- **YOUR GOAL**: Could you extract every entry below and reproduce it exactly?

=======

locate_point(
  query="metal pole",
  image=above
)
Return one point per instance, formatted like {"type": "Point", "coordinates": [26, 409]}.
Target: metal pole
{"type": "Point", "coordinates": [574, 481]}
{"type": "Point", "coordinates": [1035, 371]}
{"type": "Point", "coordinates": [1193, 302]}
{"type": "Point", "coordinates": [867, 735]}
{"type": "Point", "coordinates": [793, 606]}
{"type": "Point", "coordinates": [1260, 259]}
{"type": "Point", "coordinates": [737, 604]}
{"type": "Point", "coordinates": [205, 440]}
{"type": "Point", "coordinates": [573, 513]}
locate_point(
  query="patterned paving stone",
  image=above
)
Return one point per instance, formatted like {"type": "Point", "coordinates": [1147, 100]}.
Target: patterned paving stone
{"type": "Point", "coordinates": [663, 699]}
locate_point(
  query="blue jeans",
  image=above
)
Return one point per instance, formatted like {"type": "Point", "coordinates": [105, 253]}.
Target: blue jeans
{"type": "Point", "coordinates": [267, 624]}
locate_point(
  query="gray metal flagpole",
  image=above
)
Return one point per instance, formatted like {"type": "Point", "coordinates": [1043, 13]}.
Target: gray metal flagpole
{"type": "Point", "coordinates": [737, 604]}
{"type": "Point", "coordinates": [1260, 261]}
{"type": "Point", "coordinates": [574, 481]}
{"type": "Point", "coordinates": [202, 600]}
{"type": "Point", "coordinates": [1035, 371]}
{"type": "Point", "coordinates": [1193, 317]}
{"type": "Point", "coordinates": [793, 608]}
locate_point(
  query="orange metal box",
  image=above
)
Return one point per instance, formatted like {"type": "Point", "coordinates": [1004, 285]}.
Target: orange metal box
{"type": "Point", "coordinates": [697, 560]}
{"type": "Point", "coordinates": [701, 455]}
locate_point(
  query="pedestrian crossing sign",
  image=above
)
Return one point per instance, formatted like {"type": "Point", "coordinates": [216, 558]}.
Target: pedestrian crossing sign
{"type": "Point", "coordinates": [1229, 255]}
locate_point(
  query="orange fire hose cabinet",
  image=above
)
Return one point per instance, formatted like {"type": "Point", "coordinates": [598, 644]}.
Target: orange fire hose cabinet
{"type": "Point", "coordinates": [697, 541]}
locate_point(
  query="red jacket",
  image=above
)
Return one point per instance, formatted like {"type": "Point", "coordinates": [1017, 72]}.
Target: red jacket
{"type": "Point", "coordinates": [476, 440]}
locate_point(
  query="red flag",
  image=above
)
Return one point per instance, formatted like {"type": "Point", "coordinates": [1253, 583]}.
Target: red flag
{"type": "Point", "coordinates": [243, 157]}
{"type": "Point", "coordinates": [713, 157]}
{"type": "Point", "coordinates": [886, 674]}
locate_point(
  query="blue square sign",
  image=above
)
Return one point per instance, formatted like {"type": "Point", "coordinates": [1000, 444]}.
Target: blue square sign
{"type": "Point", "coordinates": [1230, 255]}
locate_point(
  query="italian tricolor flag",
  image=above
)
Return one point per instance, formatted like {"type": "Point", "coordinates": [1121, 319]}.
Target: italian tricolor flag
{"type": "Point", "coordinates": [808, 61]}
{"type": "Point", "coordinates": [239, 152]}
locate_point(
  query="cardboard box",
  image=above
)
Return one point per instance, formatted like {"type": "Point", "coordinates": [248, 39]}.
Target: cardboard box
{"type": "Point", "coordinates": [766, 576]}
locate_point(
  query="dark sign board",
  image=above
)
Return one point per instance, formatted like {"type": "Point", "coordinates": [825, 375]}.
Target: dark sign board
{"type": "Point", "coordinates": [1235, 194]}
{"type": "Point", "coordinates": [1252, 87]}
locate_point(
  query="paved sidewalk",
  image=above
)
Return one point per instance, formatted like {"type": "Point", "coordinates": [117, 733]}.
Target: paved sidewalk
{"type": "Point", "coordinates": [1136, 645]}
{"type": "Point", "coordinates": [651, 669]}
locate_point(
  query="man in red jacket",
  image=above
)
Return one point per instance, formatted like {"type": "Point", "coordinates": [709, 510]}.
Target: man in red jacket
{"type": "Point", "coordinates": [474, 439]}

=======

- **OUTPUT BELOW**:
locate_point(
  query="metal pole",
  image=above
)
Return one point per instance, formatted like {"type": "Point", "coordinates": [26, 409]}.
Target: metal pole
{"type": "Point", "coordinates": [574, 481]}
{"type": "Point", "coordinates": [1035, 371]}
{"type": "Point", "coordinates": [1193, 302]}
{"type": "Point", "coordinates": [867, 735]}
{"type": "Point", "coordinates": [793, 606]}
{"type": "Point", "coordinates": [1260, 259]}
{"type": "Point", "coordinates": [737, 604]}
{"type": "Point", "coordinates": [205, 440]}
{"type": "Point", "coordinates": [573, 513]}
locate_point(
  query="patterned paving stone",
  image=above
)
Return one point per instance, formatted like {"type": "Point", "coordinates": [1147, 100]}.
Target: patterned paving stone
{"type": "Point", "coordinates": [663, 699]}
locate_point(
  query="blue jeans",
  image=above
)
Return one point per instance, formatted like {"type": "Point", "coordinates": [105, 253]}.
Target: blue jeans
{"type": "Point", "coordinates": [267, 624]}
locate_point(
  query="gray metal flagpole",
  image=above
)
Return one point per instance, formatted like {"type": "Point", "coordinates": [1043, 13]}.
Target: gray metal flagpole
{"type": "Point", "coordinates": [737, 604]}
{"type": "Point", "coordinates": [1260, 261]}
{"type": "Point", "coordinates": [574, 481]}
{"type": "Point", "coordinates": [202, 600]}
{"type": "Point", "coordinates": [1035, 371]}
{"type": "Point", "coordinates": [1193, 317]}
{"type": "Point", "coordinates": [793, 608]}
locate_point(
  query="orange metal box",
  image=above
)
Return one point per instance, formatted like {"type": "Point", "coordinates": [1004, 285]}.
Target: orange metal box
{"type": "Point", "coordinates": [697, 560]}
{"type": "Point", "coordinates": [701, 455]}
locate_point(
  query="pedestrian crossing sign",
  image=above
)
Return one point per instance, formatted like {"type": "Point", "coordinates": [216, 558]}.
Target: pedestrian crossing sign
{"type": "Point", "coordinates": [1229, 255]}
locate_point(
  query="orange fire hose cabinet",
  image=above
)
Return one point per instance, formatted like {"type": "Point", "coordinates": [598, 644]}.
Target: orange fire hose cabinet
{"type": "Point", "coordinates": [697, 541]}
locate_point(
  query="red jacket",
  image=above
)
Return one point per instance, formatted like {"type": "Point", "coordinates": [1017, 72]}.
Target: red jacket
{"type": "Point", "coordinates": [476, 440]}
locate_point(
  query="red flag",
  image=above
)
Return one point per instance, formatted like {"type": "Point", "coordinates": [1253, 583]}.
Target: red flag
{"type": "Point", "coordinates": [243, 157]}
{"type": "Point", "coordinates": [713, 157]}
{"type": "Point", "coordinates": [886, 674]}
locate_point(
  query="blue square sign",
  image=above
)
Return one point per instance, formatted like {"type": "Point", "coordinates": [1000, 444]}.
Target: blue square sign
{"type": "Point", "coordinates": [1230, 255]}
locate_point(
  query="italian tricolor flag",
  image=above
)
Return one point per instance, formatted like {"type": "Point", "coordinates": [1121, 319]}.
Target: italian tricolor flag
{"type": "Point", "coordinates": [808, 61]}
{"type": "Point", "coordinates": [239, 152]}
locate_point(
  query="cardboard box",
  image=above
)
Return one point per instance, formatted like {"type": "Point", "coordinates": [248, 39]}.
Target: cardboard box
{"type": "Point", "coordinates": [766, 576]}
locate_point(
  query="dark sign board",
  image=above
)
Return one point per instance, formatted like {"type": "Point", "coordinates": [825, 375]}.
Target: dark sign board
{"type": "Point", "coordinates": [1235, 194]}
{"type": "Point", "coordinates": [1252, 87]}
locate_point(
  query="paved sidewalk",
  image=above
)
Return one point per instance, formatted like {"type": "Point", "coordinates": [117, 733]}.
Target: paved sidewalk
{"type": "Point", "coordinates": [1136, 645]}
{"type": "Point", "coordinates": [651, 669]}
locate_point(
  query="man in red jacket",
  image=above
)
Return one point per instance, formatted like {"type": "Point", "coordinates": [709, 510]}.
Target: man in red jacket
{"type": "Point", "coordinates": [474, 439]}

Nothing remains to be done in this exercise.